> EXERCISE PASSAGE:
┏━━

Synergistic Loss of IRF4 and Induction of IRF7 Sensitizes Primary Myeloma Cells to IMiD Killing by IFNβ in Prolonged Early G1 Arrest Induced by CDK4/CDK6 Inhibition

Abstract 572

The immunomodulatory drugs (IMiD) lenalidomide (Len) and pomalidomide (Pom) are effective therapies for multiple myeloma (MM), improving both disease-free and overall survival in relapsed or refractory MM with a favorable toxicity profile. However, MM remains incurable due to the eventual development of drug resistance, and the mechanism of IMiD action is not well understood. Developing novel mechanism-based combination therapies and defining the mechanism of IMiD action are thus timely and necessary.

By inducing prolonged early G1 arrest (pG1) through inhibition of CDK4/CDK6 with a highly specific, potent and reversible inhibitor, PD 0332991, we have now developed a novel sequential combination therapy that both inhibits proliferation of MM cells and sensitizes them to IMiD killing. Our rationales are as follows: 1) cell cycle dysregulation underlies unrestrained proliferation of MM cells in relapse, as in other cancers; 2) dysregulation of CDK4 or CDK6, which drives cell cycle progression through early G1, precedes the increase in proliferation in MM progression; 3) inhibition of CDK4/CDK6 by PD 0332991 arrests the cell cycle in early G1 in all Rb-positive primary bone marrow myeloma cells (BMMM)s, ex vivo and in MM patients in a phase I/II clinical trial; 4) pG1 sensitizes MM cells to killing by diverse clinically relevant agents in pG1 and in subsequent synchronous S phase entry after the release of early G1 block.

┗━━

> COMPLETE THE FOLLOWING:
1/ Based on the myeloma abstract, is each statement true? Answer yes or no and quote the words that decide it.
(a) The abstract describes multiple myeloma as curable with IMiD therapy.
(b) PD 0332991 is called a reversible inhibitor.
(c) Dysregulation of CDK4 or CDK6 follows the increase in proliferation in MM progression.
2/ Retype the myeloma abstract from "The immunomodulatory drugs" to "timely and necessary.".
3/ Rewrite the paragraph of the myeloma abstract that begins "By inducing prolonged early G1 arrest" as a list, keeping its main facts.

> SUPPLIED INFORMATION:

┏━━

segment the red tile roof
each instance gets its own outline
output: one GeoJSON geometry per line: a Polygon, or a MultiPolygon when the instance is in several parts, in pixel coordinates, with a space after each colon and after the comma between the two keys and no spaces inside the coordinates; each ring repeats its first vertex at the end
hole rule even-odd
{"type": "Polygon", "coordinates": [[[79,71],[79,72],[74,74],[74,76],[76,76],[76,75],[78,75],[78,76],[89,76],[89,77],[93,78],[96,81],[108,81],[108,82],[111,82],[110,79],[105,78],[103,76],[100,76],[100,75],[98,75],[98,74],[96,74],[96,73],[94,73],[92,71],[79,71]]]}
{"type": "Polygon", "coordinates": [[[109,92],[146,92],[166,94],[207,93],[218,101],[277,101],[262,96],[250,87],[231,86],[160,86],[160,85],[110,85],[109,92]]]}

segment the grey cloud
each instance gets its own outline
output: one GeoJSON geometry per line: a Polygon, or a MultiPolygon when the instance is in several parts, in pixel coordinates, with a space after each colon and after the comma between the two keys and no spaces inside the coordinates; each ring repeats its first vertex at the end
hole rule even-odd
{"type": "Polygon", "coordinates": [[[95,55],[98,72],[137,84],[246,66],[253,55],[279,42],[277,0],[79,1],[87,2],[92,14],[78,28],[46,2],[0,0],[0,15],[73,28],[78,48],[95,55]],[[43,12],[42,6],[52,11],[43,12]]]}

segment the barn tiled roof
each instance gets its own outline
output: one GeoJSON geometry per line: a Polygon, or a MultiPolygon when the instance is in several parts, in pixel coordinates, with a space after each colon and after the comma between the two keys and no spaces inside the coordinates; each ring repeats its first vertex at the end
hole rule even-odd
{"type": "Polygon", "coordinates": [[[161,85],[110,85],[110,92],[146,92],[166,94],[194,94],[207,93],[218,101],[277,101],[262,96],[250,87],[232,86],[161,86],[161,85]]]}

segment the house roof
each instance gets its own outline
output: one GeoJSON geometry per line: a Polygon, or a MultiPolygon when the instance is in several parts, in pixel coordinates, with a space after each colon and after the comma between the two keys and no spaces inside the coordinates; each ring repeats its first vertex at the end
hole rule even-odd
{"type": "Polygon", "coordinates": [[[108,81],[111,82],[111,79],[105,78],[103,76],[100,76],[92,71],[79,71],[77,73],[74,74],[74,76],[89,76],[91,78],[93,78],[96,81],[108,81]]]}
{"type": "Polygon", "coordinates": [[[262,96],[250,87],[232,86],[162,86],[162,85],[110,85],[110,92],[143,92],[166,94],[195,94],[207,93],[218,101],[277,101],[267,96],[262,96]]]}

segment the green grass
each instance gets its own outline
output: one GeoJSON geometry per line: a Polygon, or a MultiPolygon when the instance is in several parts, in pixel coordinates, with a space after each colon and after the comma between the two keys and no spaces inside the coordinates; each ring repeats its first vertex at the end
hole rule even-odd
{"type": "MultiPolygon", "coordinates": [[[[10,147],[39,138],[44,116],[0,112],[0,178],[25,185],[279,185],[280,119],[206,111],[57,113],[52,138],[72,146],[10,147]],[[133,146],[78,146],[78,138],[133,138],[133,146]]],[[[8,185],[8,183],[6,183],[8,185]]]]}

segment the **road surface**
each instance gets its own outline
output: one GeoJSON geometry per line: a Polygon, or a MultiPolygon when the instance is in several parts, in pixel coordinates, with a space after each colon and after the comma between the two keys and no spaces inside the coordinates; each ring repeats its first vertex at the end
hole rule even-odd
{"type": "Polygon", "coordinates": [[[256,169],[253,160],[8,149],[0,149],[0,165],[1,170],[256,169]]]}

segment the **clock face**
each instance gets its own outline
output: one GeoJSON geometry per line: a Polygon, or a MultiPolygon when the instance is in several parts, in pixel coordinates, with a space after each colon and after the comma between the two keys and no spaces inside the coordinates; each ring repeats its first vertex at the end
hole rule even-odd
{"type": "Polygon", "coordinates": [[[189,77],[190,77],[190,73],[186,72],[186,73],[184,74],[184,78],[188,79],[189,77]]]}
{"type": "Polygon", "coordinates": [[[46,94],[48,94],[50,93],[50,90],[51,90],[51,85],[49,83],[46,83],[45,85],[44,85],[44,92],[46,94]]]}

┗━━

> WRITTEN ANSWERS:
1/
(a) No: "MM remains incurable due to the eventual development of drug resistance"
(b) Yes: "a highly specific, potent and reversible inhibitor, PD 0332991"
(c) No: "precedes the increase in proliferation in MM progression"

2/
The immunomodulatory drugs (IMiD) lenalidomide (Len) and pomalidomide (Pom) are effective therapies for multiple myeloma (MM), improving both disease-free and overall survival in relapsed or refractory MM with a favorable toxicity profile. However, MM remains incurable due to the eventual development of drug resistance, and the mechanism of IMiD action is not well understood. Developing novel mechanism-based combination therapies and defining the mechanism of IMiD action are thus timely and necessary.

3/
- Method: PD 0332991 is a highly specific, potent and reversible inhibitor of CDK4/CDK6. Inhibiting these kinases with it induces prolonged early G1 arrest (pG1).
- Outcome: a novel sequential combination therapy that inhibits the proliferation of MM cells and sensitizes them to IMiD killing.
- Rationales:
  1. Cell cycle dysregulation underlies unrestrained proliferation of MM cells in relapse, as in other cancers.
  2. Dysregulation of CDK4 or CDK6, which drives cell cycle progression through early G1, precedes the increase in proliferation in MM progression.
  3. PD 0332991 arrests the cell cycle in early G1 in all Rb-positive primary bone marrow myeloma cells (BMMM), both ex vivo and in MM patients in a phase I/II clinical trial.
  4. pG1 sensitizes MM cells to killing by diverse clinically relevant agents. This holds both during pG1 and in the synchronous S phase entry that follows release of the early G1 block.